### Отрывок
▼
Она наседала так напористо, почти грубо, что я даже оглянулся посмотреть, не истекает ли она слюной.
– А вы кто? – спросила она вдруг.
– Не важно. Я уже ухожу.
* * *
Сейчас, много месяцев спустя, яснее всего мне вспоминается мимолетное выражение на лице парня, который не имел к тем событиям никакого отношения. Он был барабанщиком и певцом в местном джаз-рок-бэнде, который я слушал однажды вечером на нью-гэмпширском лыжном курорте, где Килли выступал с рекламной кампанией. Я убивал время в тупом полночном бистро, когда ничем не примечательный шельмец затянул свою собственную версию «Гордой Мэри» – тяжелого блюза Криденс Клируотер. Он выкладывался по полной, и к третьему припеву я узнал жутковатую улыбку человека, который поймал свой ритм, то эхо высшего белого звука, о котором талдычат легенды и которого большинство людей никогда не слышат. Я сидел в прокуренном баре и смотрел, как он поднимается… все выше и выше на какую-то личную вершину, к тому мгновению, когда смотришь в зеркало и видишь храброго бегуна, который сжигает все запальные свечи, жрет их, как попкорн, на пути вверх.
Образ напомнил мне Килли, несущегося по трассам Гренобля за первой, второй и третьей невероятными золотыми медалями. Тогда Жан-Клод поднимался на ту высоту, где живут лишь снежные барсы. А теперь ему двадцать шесть лет, у него долларов больше, чем он может потратить или сосчитать, но нет ничего, что сравнилось бы с теми пиками, которые он уже покорил. Теперь для самого богатого в мире лыжного оболтуса дорога только вниз. Какое-то время он был достаточно хорош – и везуч, чтобы жить в разделенном на победы и поражения, на «вытяни или умри» в черно-белом мире международного супертелеатлета. Пока длилось шоу, было прекрасно, и свое Килли сделал лучше многих, кто пытался до него.
Но сейчас, когда выигрывать больше нечего, он на одной ступени со всеми нами, его затянуло в странные и бессмысленные войны на непривычных условиях, его преследует сознание потери, которую не возместят никакие деньги. Над ним насмехаются сахарно-ватные правила сволочной игры, которая все еще его изумляет. Он заперт в золоченой клетке, где, чтобы победить, надо держать рот на замке и заученно или по подсказке повторять написанные за тебя реплики. Вот он, новый мир Жан-Клода Килли: он красивый мальчик французского среднего класса, который научился гонять на лыжах и тренировался так хорошо, что теперь его имя имеет огромный коммерческий потенциал на рынке чудовищно раздутой культуры-экономики, пожирающей героев как хот-доги и приблизительно так же их почитающей.
Собственный имидж телегероя, вероятно, удивляет его больше, чем нас, ведь мы принимаем тех героев, которых нам подсовывают, и не склонны торговаться. Килли и это тоже как будто понимает. Он извлекает выгоду из ситуации, которая никогда не возникала раньше и, возможно, уже не возникнет на его веку или на нашем, возможно, даже никогда.
▲
### Задания
**a)** Объясните по отрывку, почему собственный имидж телегероя удивляет Килли больше, чем нас. Ответ должен занимать от одного до трех предложений.
**b)** Какую песню исполнял барабанщик местного джаз-рок-бэнда в отрывке?

### Исходные данные
▼
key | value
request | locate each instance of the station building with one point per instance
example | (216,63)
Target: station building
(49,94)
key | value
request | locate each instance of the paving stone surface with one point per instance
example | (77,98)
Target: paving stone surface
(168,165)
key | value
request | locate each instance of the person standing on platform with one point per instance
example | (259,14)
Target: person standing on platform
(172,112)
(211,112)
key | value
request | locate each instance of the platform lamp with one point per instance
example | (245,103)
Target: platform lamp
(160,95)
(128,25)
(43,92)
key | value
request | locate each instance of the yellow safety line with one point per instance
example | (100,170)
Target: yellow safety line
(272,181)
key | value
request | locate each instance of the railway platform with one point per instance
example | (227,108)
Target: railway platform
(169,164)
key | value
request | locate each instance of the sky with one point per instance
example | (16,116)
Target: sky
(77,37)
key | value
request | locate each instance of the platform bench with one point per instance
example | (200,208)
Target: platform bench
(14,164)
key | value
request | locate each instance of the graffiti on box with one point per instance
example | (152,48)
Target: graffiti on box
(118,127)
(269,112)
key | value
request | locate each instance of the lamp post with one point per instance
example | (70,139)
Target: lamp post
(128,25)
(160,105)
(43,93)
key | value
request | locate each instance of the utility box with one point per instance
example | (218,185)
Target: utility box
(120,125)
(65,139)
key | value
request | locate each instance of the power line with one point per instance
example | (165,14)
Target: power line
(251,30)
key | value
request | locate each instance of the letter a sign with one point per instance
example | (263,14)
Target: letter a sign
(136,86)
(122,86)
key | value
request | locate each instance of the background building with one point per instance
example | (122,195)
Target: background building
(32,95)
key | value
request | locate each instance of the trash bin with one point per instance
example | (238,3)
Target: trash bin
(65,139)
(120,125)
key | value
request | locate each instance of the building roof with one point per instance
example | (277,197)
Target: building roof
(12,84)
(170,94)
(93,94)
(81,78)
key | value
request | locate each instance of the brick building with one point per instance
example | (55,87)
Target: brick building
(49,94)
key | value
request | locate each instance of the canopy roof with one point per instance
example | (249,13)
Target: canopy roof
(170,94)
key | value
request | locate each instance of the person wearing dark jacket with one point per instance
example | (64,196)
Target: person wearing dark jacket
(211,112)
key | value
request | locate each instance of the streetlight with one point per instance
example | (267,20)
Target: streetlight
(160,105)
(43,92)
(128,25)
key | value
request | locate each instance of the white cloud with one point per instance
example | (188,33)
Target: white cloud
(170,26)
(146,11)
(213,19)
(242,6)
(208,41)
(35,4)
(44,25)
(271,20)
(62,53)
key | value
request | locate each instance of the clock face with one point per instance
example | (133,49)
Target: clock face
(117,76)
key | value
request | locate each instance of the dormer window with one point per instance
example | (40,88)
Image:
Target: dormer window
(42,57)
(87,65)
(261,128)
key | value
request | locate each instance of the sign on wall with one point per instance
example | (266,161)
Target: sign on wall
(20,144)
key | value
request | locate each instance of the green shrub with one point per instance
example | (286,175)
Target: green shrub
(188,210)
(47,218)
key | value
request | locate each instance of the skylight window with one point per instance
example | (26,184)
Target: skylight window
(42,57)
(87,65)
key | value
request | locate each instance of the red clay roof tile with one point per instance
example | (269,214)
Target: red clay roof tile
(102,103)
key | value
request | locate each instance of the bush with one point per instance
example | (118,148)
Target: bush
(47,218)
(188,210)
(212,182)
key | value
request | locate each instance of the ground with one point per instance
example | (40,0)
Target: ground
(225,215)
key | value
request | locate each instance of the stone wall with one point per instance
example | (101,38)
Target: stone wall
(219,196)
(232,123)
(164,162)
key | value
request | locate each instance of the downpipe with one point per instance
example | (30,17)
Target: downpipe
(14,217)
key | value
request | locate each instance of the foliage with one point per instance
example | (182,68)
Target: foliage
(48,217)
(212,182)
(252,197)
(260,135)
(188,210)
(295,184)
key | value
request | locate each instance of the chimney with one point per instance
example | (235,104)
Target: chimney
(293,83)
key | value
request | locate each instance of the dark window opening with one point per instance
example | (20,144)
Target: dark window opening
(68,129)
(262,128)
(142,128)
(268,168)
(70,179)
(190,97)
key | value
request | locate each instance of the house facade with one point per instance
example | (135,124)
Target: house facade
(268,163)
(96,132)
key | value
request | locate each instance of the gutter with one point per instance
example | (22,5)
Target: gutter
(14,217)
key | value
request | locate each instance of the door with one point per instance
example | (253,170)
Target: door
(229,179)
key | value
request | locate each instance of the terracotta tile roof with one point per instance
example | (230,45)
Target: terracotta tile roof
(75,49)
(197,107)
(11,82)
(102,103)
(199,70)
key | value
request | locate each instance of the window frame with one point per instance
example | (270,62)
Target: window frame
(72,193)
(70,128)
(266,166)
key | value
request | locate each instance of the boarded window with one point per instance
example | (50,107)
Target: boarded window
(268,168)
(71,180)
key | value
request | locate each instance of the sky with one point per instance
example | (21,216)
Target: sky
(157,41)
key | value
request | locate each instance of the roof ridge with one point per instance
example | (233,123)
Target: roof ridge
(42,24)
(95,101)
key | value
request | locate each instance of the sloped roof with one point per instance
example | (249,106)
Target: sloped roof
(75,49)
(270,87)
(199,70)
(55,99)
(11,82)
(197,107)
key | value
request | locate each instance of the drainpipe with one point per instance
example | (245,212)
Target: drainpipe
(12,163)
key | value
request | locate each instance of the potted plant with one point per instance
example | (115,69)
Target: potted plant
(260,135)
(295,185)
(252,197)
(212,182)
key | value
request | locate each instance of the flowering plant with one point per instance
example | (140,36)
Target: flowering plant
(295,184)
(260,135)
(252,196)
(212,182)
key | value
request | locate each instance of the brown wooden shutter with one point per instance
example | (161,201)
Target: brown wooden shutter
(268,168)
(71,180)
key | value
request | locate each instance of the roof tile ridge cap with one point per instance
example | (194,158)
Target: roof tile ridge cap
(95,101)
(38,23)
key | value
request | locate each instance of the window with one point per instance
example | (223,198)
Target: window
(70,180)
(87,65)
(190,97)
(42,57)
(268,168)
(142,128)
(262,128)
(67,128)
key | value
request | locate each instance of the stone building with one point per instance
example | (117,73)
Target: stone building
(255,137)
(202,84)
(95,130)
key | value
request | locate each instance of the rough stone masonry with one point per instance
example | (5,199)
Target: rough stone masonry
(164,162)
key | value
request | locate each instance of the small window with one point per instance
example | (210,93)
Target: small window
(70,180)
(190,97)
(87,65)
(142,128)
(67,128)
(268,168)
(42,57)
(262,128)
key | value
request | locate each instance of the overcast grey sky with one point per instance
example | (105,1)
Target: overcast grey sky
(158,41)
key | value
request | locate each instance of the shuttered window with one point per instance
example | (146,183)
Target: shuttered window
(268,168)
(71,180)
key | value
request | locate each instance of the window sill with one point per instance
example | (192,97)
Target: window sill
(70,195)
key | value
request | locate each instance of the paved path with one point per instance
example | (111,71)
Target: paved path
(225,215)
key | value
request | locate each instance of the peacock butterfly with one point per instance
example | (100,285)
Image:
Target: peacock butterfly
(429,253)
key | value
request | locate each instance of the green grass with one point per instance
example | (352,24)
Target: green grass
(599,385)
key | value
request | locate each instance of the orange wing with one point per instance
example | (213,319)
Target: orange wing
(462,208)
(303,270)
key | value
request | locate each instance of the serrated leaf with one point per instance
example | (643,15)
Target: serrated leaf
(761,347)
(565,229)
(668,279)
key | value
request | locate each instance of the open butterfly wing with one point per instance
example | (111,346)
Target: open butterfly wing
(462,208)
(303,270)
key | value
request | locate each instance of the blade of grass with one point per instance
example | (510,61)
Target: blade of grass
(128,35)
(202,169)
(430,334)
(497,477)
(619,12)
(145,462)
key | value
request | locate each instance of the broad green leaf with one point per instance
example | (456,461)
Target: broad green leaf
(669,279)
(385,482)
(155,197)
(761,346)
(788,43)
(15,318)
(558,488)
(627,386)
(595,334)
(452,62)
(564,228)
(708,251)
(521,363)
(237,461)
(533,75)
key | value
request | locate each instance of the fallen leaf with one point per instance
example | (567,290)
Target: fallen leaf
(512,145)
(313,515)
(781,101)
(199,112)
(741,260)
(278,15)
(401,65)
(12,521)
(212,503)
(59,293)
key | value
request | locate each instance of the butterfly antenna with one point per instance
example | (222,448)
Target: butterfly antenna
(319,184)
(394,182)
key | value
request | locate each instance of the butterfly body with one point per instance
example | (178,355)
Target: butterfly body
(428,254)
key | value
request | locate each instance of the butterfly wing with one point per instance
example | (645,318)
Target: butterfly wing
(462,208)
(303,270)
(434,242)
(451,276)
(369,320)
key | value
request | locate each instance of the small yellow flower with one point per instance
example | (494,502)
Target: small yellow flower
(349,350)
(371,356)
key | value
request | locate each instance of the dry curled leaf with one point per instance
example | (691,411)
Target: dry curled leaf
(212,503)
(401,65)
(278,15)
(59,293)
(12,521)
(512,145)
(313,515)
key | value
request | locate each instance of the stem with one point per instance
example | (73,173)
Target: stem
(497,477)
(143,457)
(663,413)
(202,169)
▲
### Выполненное упражнение
**a)** Он удивляет Килли больше, потому что мы принимаем тех героев, которых нам подсовывают, и не склонны торговаться.

**b)** Он исполнял собственную версию «Гордой Мэри», тяжелого блюза Криденс Клируотер.